Seven bridges, which were pre-classified as bleeding (yes) and non-bleeding (no) were included in this study (Table 1). The classification by the category ‘bleeding bridges’ based on visual observations is a subjective overall impression of the bridge's condition. Incidents of bleeding from timber bridges, e.g. onto cars underneath, could be isolated cases and the overall impression may be influenced by these incidents and by scattered bleeding problems. Migration or redistribution of creosote from a few areas of a bridge can distort the impression of bleeding. Therefore, regular inspections are necessary to confirm or disprove these impressions. The studied timber bridges have been inspected several times prior to this study. Thus, we have to assume a pre-classification based on thorough visual inspections.

When using discriminant analysis for the classification of the category ‘bleeding bridges’, the three macro-anatomical variables, heartwood content, annual ring width and annual ring angle, were sufficient to correctly classify 86% of the observations on their bleeding performance. Including resin canal per area as a variable, altogether four variables, led to 100% correct classification. Heartwood content dominated the classification and had a great influence as a variable. A degree of 71.5% correct classification was obtained by using only ray-height and annual ring width as variables while excluding heartwood content. However, two misclassifications resulted in this approach, meaning two out of seven bridges, could not be classified correctly. However, the same classification including heartwood as a variable resulted in 1 misclassification. The classification on bridge level is therefore not preferable, when only a few variables are used for classification. Increasing the amount of variables and the number of samples taken from each bridge would help to more accurately classify on bridge level. However, from the 10 variables used in this study (Table 3), only three variables are based on macro-anatomical features, which are easier to examine compared with micro-anatomical features.

**Dataset entries**.
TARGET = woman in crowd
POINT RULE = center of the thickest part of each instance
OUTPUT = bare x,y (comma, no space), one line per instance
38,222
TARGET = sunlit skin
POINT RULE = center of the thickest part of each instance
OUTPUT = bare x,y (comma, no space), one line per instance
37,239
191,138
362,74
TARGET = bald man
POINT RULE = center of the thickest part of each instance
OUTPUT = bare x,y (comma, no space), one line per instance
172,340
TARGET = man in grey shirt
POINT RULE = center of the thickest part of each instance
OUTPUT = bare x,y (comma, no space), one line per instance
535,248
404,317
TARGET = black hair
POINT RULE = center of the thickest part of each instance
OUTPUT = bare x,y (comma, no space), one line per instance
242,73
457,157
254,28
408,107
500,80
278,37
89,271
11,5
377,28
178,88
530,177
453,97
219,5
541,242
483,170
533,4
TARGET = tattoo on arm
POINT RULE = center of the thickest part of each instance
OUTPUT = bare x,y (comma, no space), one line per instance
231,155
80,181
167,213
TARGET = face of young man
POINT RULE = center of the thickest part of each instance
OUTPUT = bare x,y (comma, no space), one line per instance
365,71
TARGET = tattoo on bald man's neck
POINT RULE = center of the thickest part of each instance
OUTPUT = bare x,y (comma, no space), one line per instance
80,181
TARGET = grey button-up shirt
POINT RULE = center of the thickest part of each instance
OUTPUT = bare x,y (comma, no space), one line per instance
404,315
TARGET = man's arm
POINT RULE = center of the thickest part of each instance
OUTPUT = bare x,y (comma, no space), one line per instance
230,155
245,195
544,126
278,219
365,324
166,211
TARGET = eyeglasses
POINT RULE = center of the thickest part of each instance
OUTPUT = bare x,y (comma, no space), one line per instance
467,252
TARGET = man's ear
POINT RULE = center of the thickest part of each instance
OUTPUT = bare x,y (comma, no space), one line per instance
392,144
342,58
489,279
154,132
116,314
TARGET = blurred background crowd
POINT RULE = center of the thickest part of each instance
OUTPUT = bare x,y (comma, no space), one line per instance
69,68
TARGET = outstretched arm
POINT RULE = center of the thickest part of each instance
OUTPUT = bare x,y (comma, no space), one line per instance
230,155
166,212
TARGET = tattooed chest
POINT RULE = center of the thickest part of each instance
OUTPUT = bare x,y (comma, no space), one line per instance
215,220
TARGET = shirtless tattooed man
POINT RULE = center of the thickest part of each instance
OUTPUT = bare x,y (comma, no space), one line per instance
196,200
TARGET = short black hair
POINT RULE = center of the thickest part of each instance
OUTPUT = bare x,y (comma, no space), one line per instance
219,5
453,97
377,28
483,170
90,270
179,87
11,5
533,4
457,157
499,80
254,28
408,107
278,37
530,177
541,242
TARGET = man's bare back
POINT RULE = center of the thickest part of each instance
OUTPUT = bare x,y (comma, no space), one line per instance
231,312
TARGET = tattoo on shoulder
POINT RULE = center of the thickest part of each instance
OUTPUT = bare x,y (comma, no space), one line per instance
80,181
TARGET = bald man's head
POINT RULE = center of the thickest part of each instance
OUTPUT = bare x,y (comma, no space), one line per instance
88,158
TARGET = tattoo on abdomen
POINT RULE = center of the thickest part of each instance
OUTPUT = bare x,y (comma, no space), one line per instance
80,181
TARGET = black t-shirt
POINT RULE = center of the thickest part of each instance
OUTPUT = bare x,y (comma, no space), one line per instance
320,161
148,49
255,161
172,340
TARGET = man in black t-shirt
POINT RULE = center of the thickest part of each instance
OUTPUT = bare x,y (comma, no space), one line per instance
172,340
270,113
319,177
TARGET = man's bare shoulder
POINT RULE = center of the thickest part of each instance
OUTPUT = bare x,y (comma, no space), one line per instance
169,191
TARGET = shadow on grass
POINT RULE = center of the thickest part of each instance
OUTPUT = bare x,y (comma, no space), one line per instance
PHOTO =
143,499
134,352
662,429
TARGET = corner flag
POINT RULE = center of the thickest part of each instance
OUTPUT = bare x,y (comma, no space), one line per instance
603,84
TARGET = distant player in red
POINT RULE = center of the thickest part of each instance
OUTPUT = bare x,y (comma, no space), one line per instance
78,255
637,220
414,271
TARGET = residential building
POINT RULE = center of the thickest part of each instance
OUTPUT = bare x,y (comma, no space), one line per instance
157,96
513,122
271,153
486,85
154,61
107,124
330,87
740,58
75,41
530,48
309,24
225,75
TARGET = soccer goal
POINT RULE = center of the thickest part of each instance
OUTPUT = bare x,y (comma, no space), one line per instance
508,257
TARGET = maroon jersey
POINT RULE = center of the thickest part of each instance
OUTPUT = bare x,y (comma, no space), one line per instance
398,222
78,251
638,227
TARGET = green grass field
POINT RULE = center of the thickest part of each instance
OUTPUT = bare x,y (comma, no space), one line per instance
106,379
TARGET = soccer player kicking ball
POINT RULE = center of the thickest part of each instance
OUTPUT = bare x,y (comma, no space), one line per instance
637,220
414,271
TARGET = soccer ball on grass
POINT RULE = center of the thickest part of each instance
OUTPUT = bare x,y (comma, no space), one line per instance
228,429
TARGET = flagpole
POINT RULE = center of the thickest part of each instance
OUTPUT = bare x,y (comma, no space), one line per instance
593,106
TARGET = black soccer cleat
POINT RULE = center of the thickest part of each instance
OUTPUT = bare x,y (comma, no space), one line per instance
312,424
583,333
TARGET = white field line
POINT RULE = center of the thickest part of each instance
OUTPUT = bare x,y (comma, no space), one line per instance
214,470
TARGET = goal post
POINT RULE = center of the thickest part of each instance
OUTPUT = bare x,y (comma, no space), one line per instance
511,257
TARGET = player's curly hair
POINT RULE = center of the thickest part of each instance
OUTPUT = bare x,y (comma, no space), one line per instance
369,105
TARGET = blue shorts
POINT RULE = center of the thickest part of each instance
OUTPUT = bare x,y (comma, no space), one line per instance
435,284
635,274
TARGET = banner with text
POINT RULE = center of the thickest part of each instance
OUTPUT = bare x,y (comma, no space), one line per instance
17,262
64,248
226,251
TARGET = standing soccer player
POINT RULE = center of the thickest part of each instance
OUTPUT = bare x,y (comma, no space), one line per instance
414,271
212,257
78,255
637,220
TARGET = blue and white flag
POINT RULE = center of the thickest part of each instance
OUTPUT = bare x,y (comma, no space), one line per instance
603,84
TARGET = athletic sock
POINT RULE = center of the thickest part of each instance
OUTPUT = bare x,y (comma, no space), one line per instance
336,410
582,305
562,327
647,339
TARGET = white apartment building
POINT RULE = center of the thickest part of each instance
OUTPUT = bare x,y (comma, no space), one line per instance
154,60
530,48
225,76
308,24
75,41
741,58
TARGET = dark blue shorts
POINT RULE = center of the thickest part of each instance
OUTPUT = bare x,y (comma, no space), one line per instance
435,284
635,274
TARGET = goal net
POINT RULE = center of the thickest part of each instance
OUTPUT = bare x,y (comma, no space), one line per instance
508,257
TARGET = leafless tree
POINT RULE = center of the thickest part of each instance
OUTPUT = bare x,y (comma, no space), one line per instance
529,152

**Requests**.
(a) From the timber bridge text, copy the passage starting with "Seven bridges, which" and going on through "thorough visual inspections.".
(b) According to the timber bridge text, which variable had to be added to the three macro-anatomical variables to reach 100% correct classification?

**Outputs by task**.
(a)
Seven bridges, which were pre-classified as bleeding (yes) and non-bleeding (no) were included in this study (Table 1). The classification by the category ‘bleeding bridges’ based on visual observations is a subjective overall impression of the bridge's condition. Incidents of bleeding from timber bridges, e.g. onto cars underneath, could be isolated cases and the overall impression may be influenced by these incidents and by scattered bleeding problems. Migration or redistribution of creosote from a few areas of a bridge can distort the impression of bleeding. Therefore, regular inspections are necessary to confirm or disprove these impressions. The studied timber bridges have been inspected several times prior to this study. Thus, we have to assume a pre-classification based on thorough visual inspections.

(b) Resin canal per area.